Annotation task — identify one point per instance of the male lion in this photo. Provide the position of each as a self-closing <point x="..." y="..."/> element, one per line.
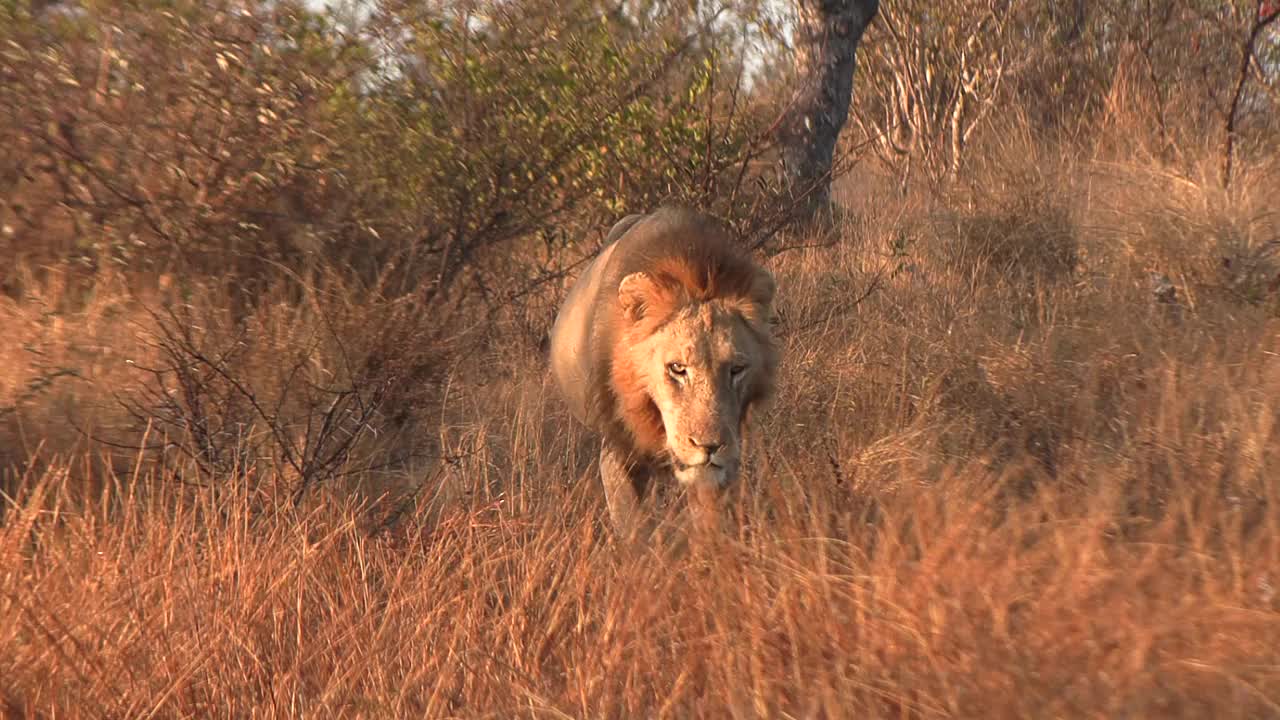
<point x="663" y="346"/>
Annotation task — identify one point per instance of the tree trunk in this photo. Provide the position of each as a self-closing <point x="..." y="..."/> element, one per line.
<point x="826" y="39"/>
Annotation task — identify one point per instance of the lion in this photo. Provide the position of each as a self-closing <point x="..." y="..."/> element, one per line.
<point x="663" y="346"/>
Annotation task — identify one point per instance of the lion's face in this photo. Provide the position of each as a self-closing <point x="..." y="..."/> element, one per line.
<point x="702" y="367"/>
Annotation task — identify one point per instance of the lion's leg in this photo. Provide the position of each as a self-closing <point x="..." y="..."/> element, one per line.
<point x="622" y="488"/>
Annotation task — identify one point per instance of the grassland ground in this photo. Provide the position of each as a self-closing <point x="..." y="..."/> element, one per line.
<point x="1023" y="463"/>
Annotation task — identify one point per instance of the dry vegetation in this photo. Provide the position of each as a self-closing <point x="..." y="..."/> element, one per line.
<point x="1024" y="461"/>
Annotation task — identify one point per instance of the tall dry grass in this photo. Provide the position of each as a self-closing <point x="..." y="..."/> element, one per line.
<point x="1015" y="479"/>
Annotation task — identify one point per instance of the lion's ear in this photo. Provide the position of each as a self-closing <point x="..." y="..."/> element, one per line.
<point x="635" y="294"/>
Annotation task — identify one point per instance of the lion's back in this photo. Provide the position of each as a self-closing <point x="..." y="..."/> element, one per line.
<point x="574" y="342"/>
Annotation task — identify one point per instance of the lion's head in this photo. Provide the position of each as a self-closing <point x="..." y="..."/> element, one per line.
<point x="696" y="352"/>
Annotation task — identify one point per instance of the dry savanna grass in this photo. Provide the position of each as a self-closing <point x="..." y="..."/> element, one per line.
<point x="1009" y="474"/>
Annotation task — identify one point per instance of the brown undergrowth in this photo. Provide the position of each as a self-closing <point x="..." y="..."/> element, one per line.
<point x="1009" y="474"/>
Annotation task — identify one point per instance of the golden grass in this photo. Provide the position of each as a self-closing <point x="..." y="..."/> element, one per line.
<point x="981" y="493"/>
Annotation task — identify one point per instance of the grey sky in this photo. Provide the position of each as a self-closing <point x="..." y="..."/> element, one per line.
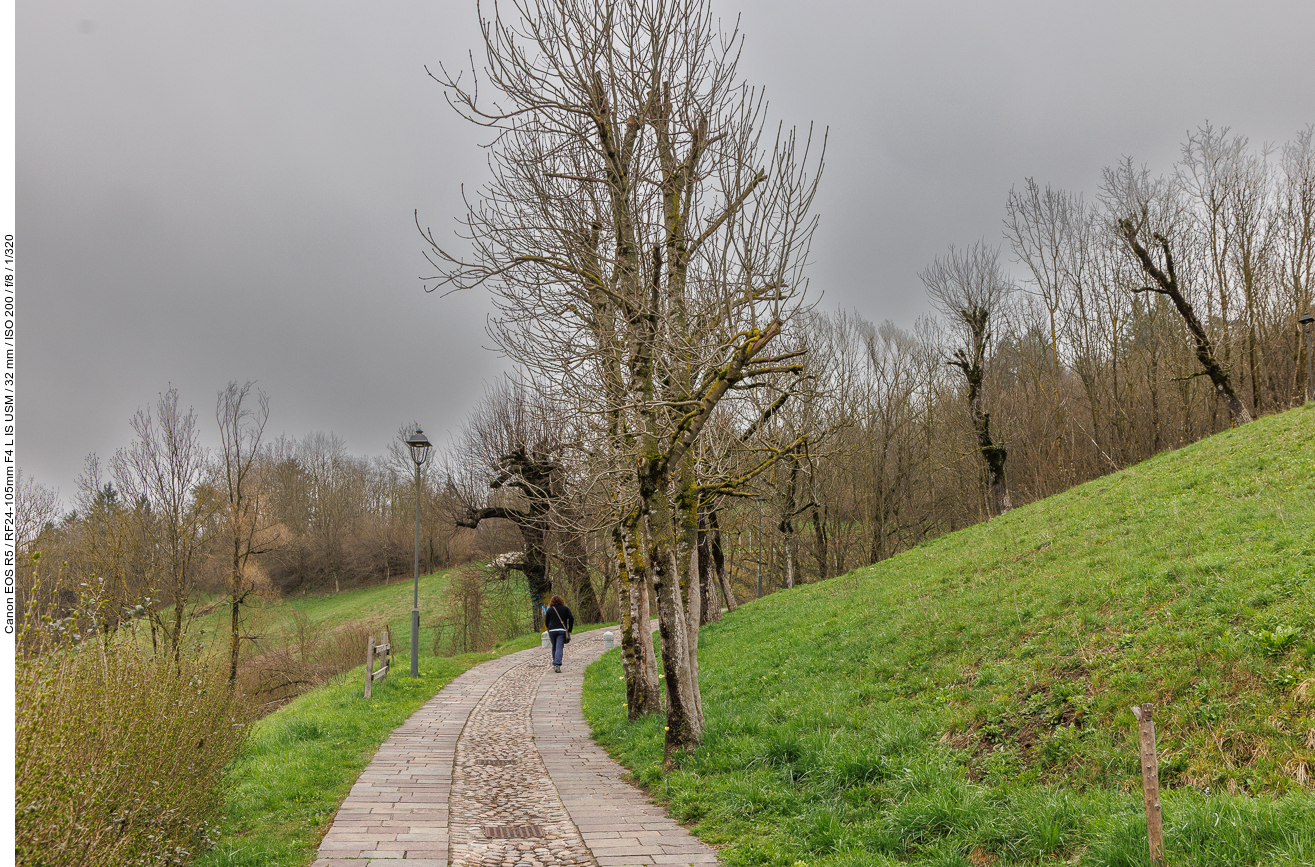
<point x="226" y="191"/>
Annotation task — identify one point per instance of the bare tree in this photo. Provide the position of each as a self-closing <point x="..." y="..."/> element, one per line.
<point x="165" y="470"/>
<point x="643" y="245"/>
<point x="1144" y="205"/>
<point x="513" y="446"/>
<point x="971" y="290"/>
<point x="243" y="513"/>
<point x="34" y="507"/>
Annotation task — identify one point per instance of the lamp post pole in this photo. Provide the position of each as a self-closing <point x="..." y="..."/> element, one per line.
<point x="418" y="446"/>
<point x="1309" y="325"/>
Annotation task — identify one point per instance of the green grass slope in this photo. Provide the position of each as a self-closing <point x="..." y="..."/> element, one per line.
<point x="968" y="701"/>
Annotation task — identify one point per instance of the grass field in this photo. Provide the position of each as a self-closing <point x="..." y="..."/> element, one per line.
<point x="968" y="701"/>
<point x="300" y="762"/>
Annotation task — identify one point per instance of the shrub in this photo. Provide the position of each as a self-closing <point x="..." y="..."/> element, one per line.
<point x="119" y="755"/>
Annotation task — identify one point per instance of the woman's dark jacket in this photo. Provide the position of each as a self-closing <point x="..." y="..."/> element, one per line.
<point x="558" y="617"/>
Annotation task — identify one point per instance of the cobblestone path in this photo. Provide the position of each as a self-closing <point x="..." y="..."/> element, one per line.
<point x="499" y="770"/>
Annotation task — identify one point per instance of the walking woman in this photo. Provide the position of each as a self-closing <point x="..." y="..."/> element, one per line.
<point x="559" y="621"/>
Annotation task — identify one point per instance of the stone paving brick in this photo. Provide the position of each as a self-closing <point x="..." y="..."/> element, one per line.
<point x="504" y="745"/>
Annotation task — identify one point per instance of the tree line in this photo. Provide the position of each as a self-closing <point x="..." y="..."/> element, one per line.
<point x="680" y="408"/>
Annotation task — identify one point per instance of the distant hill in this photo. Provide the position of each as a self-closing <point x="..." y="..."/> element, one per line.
<point x="986" y="676"/>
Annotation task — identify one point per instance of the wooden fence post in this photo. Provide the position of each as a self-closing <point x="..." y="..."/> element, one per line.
<point x="1151" y="780"/>
<point x="370" y="665"/>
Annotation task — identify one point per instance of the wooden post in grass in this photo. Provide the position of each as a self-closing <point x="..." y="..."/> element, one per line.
<point x="1151" y="780"/>
<point x="374" y="651"/>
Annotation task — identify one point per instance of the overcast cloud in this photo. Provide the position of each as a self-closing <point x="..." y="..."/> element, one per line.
<point x="225" y="191"/>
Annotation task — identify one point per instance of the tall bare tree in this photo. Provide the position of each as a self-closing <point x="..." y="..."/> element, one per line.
<point x="163" y="470"/>
<point x="643" y="237"/>
<point x="971" y="288"/>
<point x="243" y="515"/>
<point x="1143" y="205"/>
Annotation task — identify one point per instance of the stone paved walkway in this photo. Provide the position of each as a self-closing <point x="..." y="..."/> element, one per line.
<point x="499" y="770"/>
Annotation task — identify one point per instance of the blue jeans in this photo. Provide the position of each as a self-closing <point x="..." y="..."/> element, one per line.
<point x="558" y="638"/>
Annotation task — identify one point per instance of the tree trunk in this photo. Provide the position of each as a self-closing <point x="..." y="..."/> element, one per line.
<point x="1167" y="283"/>
<point x="719" y="561"/>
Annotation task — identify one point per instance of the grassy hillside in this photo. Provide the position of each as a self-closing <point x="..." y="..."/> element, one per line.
<point x="968" y="701"/>
<point x="299" y="763"/>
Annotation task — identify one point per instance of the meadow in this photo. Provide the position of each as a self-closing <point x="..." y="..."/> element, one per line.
<point x="969" y="701"/>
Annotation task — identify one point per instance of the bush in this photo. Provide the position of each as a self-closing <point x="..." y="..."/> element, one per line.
<point x="119" y="755"/>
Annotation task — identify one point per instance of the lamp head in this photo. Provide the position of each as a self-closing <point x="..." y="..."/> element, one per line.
<point x="418" y="446"/>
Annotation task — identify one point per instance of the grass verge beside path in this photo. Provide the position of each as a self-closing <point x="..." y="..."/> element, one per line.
<point x="299" y="765"/>
<point x="967" y="704"/>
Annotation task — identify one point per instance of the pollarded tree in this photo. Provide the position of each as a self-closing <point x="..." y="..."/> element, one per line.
<point x="1140" y="205"/>
<point x="509" y="445"/>
<point x="643" y="236"/>
<point x="972" y="290"/>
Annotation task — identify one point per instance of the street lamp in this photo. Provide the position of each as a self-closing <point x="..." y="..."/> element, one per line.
<point x="1309" y="325"/>
<point x="418" y="446"/>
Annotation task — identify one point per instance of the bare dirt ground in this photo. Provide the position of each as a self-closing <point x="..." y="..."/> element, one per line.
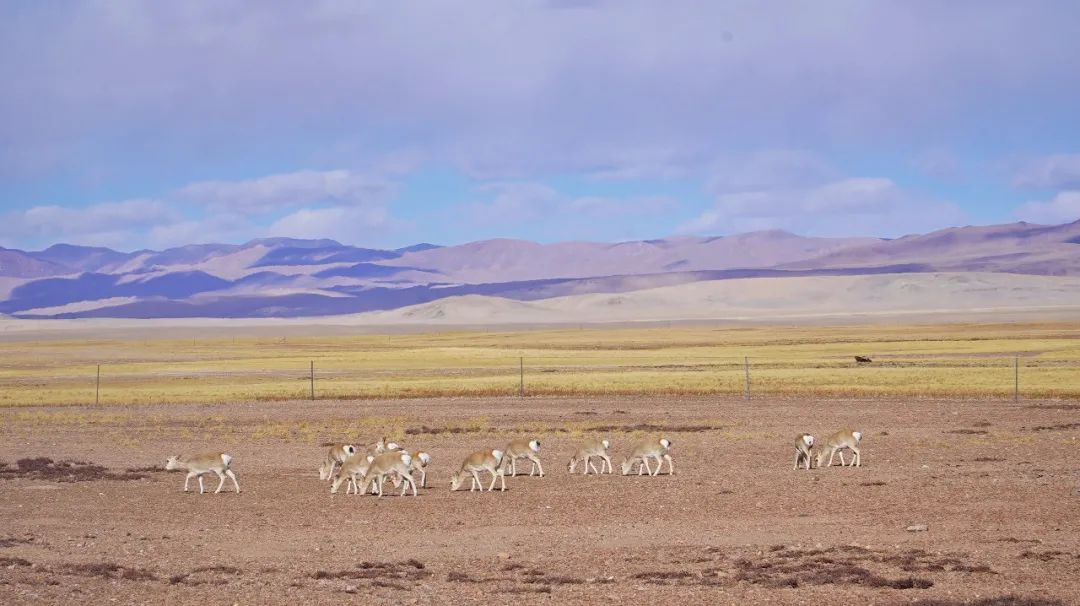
<point x="995" y="482"/>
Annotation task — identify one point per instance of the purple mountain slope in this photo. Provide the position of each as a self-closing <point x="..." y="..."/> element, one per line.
<point x="296" y="278"/>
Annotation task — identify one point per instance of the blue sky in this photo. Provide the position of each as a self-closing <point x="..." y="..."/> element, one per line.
<point x="152" y="124"/>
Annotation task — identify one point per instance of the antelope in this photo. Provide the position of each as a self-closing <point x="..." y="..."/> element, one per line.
<point x="198" y="465"/>
<point x="420" y="460"/>
<point x="352" y="470"/>
<point x="836" y="443"/>
<point x="392" y="461"/>
<point x="484" y="460"/>
<point x="649" y="449"/>
<point x="337" y="455"/>
<point x="523" y="449"/>
<point x="382" y="446"/>
<point x="802" y="445"/>
<point x="586" y="452"/>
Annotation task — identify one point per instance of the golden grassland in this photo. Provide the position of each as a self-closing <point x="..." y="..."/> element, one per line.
<point x="930" y="361"/>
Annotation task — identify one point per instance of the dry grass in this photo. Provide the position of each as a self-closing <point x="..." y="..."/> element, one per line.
<point x="908" y="361"/>
<point x="43" y="468"/>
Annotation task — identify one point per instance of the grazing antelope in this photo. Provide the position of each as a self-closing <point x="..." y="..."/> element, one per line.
<point x="352" y="470"/>
<point x="484" y="460"/>
<point x="198" y="465"/>
<point x="382" y="446"/>
<point x="802" y="445"/>
<point x="523" y="449"/>
<point x="337" y="455"/>
<point x="649" y="449"/>
<point x="836" y="443"/>
<point x="586" y="452"/>
<point x="420" y="460"/>
<point x="392" y="461"/>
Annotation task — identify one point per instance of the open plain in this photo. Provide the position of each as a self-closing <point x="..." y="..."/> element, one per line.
<point x="995" y="482"/>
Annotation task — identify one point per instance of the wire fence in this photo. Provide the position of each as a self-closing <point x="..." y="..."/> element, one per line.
<point x="566" y="374"/>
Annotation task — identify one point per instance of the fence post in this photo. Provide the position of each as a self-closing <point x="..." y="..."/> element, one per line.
<point x="746" y="366"/>
<point x="1016" y="379"/>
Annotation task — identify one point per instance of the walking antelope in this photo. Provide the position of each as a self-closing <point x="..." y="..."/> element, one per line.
<point x="802" y="445"/>
<point x="523" y="449"/>
<point x="353" y="470"/>
<point x="586" y="452"/>
<point x="337" y="455"/>
<point x="836" y="443"/>
<point x="199" y="465"/>
<point x="420" y="460"/>
<point x="484" y="460"/>
<point x="392" y="461"/>
<point x="657" y="449"/>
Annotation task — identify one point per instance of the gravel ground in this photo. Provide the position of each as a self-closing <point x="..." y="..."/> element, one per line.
<point x="995" y="483"/>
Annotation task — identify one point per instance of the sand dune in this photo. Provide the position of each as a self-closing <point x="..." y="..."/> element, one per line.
<point x="760" y="298"/>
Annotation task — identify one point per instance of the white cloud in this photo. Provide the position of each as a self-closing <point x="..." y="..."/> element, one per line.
<point x="939" y="163"/>
<point x="265" y="194"/>
<point x="1064" y="207"/>
<point x="852" y="206"/>
<point x="640" y="83"/>
<point x="107" y="224"/>
<point x="1061" y="171"/>
<point x="338" y="223"/>
<point x="769" y="169"/>
<point x="343" y="204"/>
<point x="538" y="212"/>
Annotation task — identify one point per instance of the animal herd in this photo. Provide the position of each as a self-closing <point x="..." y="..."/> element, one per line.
<point x="366" y="470"/>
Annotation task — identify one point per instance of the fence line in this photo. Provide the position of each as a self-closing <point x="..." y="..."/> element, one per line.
<point x="929" y="376"/>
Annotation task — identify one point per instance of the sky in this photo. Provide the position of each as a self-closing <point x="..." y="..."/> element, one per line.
<point x="136" y="124"/>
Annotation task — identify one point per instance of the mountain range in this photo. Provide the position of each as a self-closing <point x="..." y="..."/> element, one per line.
<point x="287" y="278"/>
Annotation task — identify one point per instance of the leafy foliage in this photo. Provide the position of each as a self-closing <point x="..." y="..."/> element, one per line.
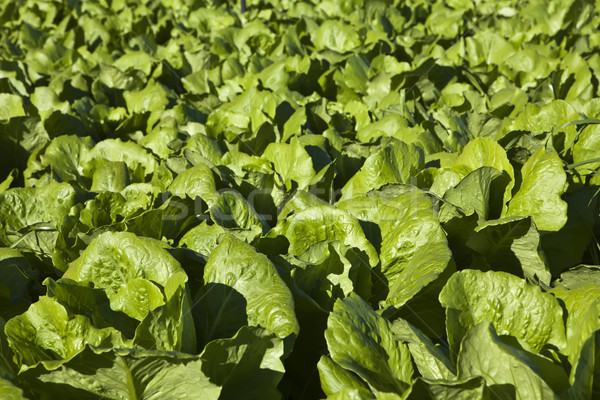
<point x="307" y="199"/>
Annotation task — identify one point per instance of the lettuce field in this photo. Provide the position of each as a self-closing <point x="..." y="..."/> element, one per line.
<point x="307" y="199"/>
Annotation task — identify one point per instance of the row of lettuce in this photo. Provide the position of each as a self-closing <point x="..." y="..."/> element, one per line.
<point x="351" y="200"/>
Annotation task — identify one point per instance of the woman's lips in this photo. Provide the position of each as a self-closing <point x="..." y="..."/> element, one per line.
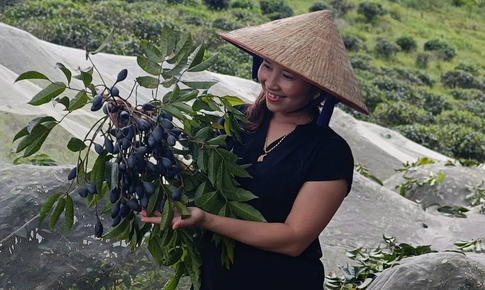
<point x="272" y="97"/>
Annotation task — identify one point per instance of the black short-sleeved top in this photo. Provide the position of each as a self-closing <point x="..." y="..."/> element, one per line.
<point x="309" y="153"/>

******************************

§ **EXERCISE PROMPT**
Can you repeat the material above word for word, starting at the line that contains "Annotation task — identify one point per instance of the sky" and ending at the last line of the material, with the pictures left out?

§ **RESULT**
Annotation task — identify one point per instance of the sky in this photo. Provide the position of each as a self-closing <point x="..." y="..."/> element, one per line.
<point x="136" y="124"/>
Annotation task — identify one point per instance of the mountain range in this photo. Provide the position of each as a self-closing <point x="..." y="..."/> element, one per line.
<point x="287" y="278"/>
Annotation task — identify one point per instance of the leafy foliage in this photo. Provide the position of each as a self-closing <point x="..." y="..."/> element, one per line.
<point x="307" y="199"/>
Annotation task — identify one point per instance of the lettuce field in this photo. Provide the position of each as a self-closing <point x="..." y="..."/> element, one per line.
<point x="307" y="199"/>
Annotation task — identify one point per instance of the row of lettuce in this photo. Provide the position of each as a self-closing <point x="..." y="..."/> element, one per line.
<point x="351" y="200"/>
Annotation task — identify one point per instance of the woman's lips in this photo. Provide the position of each as a self-closing <point x="..." y="..."/> element, one per line.
<point x="272" y="97"/>
Annotation task — identify one point per instance of the black short-sleeved top in this photo. Provide the position of each as a self-closing <point x="..." y="..."/> element, one per line.
<point x="309" y="153"/>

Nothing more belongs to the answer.